▶ **Task directions**
Return every line of the items below verbatim, leaving out the pictures.

▶ **Data listing**
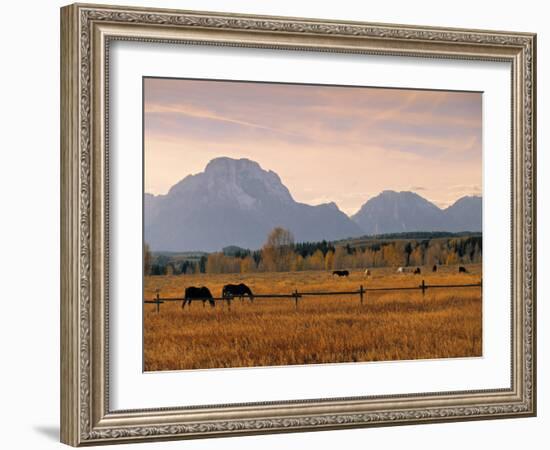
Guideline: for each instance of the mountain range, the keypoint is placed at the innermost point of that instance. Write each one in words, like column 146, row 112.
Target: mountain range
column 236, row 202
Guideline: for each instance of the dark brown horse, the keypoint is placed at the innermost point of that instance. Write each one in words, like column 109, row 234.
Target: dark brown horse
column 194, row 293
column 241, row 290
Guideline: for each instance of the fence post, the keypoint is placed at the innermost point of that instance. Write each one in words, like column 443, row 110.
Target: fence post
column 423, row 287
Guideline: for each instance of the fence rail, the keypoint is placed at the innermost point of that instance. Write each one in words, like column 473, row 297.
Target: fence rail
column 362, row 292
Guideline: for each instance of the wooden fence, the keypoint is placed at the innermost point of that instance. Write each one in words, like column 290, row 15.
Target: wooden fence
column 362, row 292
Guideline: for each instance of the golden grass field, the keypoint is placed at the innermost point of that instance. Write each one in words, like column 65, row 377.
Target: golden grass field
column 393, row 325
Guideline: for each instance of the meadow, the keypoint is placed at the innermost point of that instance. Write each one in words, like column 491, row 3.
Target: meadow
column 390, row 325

▶ **Output for this exercise**
Guideline: for each instance of the mountain range, the keypoint is placed at the innermost point of that instance. Write each one in words, like column 146, row 112.
Target: mountain range
column 236, row 202
Guideline: for each instance of the dark brown horse, the keypoint is placed at the innermost point of that instance. Write each one in words, like column 109, row 234.
Target: dark brown horse
column 194, row 293
column 241, row 290
Guideline: for each instance of the fence post, the keypoint is placed at the innermost point of that instance. Write each one in words, like column 443, row 110.
Target: fence post
column 423, row 287
Guideline: for each instance of the fence rail, the keypoint is placed at the innermost point of that instance. Write each one in words, like column 473, row 297.
Target: fence rail
column 362, row 292
Guideline: for each instance of the wooden fence, the keypoint is placed at the innermost point of that instance. Write each one in words, like column 290, row 15.
Target: wooden fence
column 362, row 292
Guideline: for each instance of the golden grass field, the keypoint is placed at the innermost point of that instance. Write each one in words, like column 65, row 377.
Target: golden grass field
column 393, row 325
Guideline: for each instance of the meadow, the keypoint is placed at the innermost point of that instance. Write each one in words, like column 491, row 3.
Target: meadow
column 390, row 325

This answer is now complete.